**Exercise requirements**
a) Return the part of the court judgment below that opens with the words containing "Vikramajit Sen, J." and closes with "taken on record.", copied word for word.
b) Based on the court judgment below, mark each statement yes or no, and back up each answer by quoting the deciding words of the judgment exactly.
(i) Vardhman Polytex fell within the scope of the Company Petitions.
(ii) The settlement came about after the petitions had been pending for one year.
(iii) The Respondents each filed a separate defense in the petitions.

**Document extract**
────

D.K. Oswal and Others Vs Mr. Akshay Finance and Others

Delhi High Court 9 Aug 2002 CAs 639-640, 641-642 and 685-686 of 2002 and 707 of 2002 in C.P. 21 of 1986 (2002) 08 DEL CK 0287
Bench: Single Bench
Acts Referenced

Judgement Snapshot

Case Number

CAs 639-640, 641-642 and 685-686 of 2002 and 707 of 2002 in C.P. 21 of 1986

Hon'ble Bench

Vikramajit Sen, J

Advocates

Atishi Dipanker, for the Appellant; Jayant Bhushan and Zuba Khan for Respondent No. 5, A.S. Chandiok Rajiv Shakdhar, Jyoti Mendiratta and Amita Sehgal, for the Respondent

Acts Referred
  • Companies (Court) Rules, 1959 - Rule 9
  • Companies Act, 1956 - Section 10, 10(3), 155

Judgement Text

Translate:

Vikramajit Sen, J.

CA 641/2002 & 642/2002

1. Allowed, subject to all just exceptions.

CA 685 & 686/2002 in CP 21/1986

2. Mr. Chandiok, Learned Senior Counsel for the Respondents, states that the applications may be allowed, subject to all just exceptions. Ordered accordingly. The amended applications are taken on record.

CA 639/2002, 640/2002, 707/2002 IN cp 21/1986

3. In order to fully appreciate the facts and issues that have been brought into focus in the context of the reliefs prayed for these applications, it is necessary to make a precis of the annals of this family litigation. Shri D.K. Oswal filed Petitions CP Nos. 21/1986 read with Rule 9 of the Company (Courts) Rules, for the rectification of the Register of Members of the Companies which were controlled by the Oswal family. These Companies were Akshay Finance and Trading Company, Paras Finance and Trading Company, Arihant Investment and Trading Co., Victor Investment and Mercantile Co., Ambar Investment and Mercantile Co. and Adinath Investment and Trading Company. At that point of time four Public Limited Companies were also under the Oswal Family''s management, i.e. M/s. Vardhman Spinning & General Mills Limited, Mahavir Spinning Mills Ltd., Sriyans Paper Mills Ltd. and Adinath Textiles Limited. It is not in dispute that Vardhman Polytex was not in existence in 1987 and was, Therefore, not within the purview of those Company Petitions. In those petitions the father of the Petitioner, namely late Shri R.C. Oswal, and the Petitioner''s two brothers A.K. Oswal and S.P. Oswal were arrayed as Respondents. They put up a common response/defense in all the petitions.

4. After one year of the pendency of those Petitions, a settlement was brought about by Hon''ble Mr. Justice B.N. Kirpal (as the Learned Chief Justice of India then was) in terms of his Order dated August 12, 1987. It is not of only little significance that the opening sentence and paragraph of this judgment reads as follows, (underlining added for emphasis).

────

**Information provided**
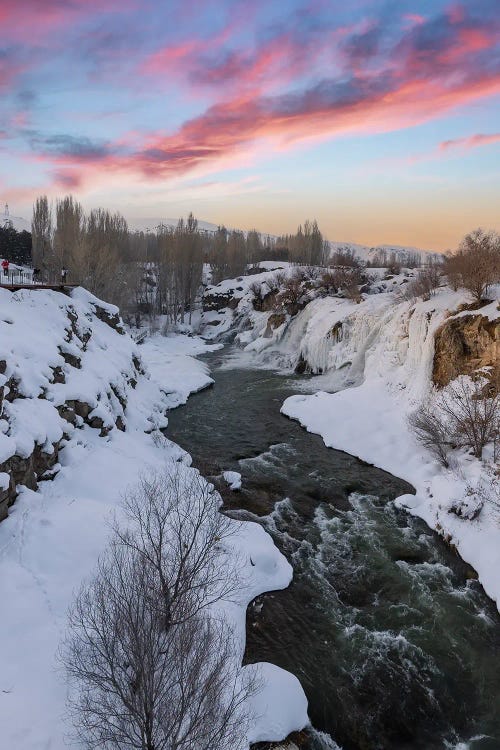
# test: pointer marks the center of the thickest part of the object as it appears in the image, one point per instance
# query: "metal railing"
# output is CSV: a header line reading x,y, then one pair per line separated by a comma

────

**Answer set**
a)
Vikramajit Sen, J.

CA 641/2002 & 642/2002

1. Allowed, subject to all just exceptions.

CA 685 & 686/2002 in CP 21/1986

2. Mr. Chandiok, Learned Senior Counsel for the Respondents, states that the applications may be allowed, subject to all just exceptions. Ordered accordingly. The amended applications are taken on record.

b)
(i) No: "It is not in dispute that Vardhman Polytex was not in existence in 1987 and was, Therefore, not within the purview of those Company Petitions."
(ii) Yes: "After one year of the pendency of those Petitions, a settlement was brought about"
(iii) No: "They put up a common response/defense in all the petitions."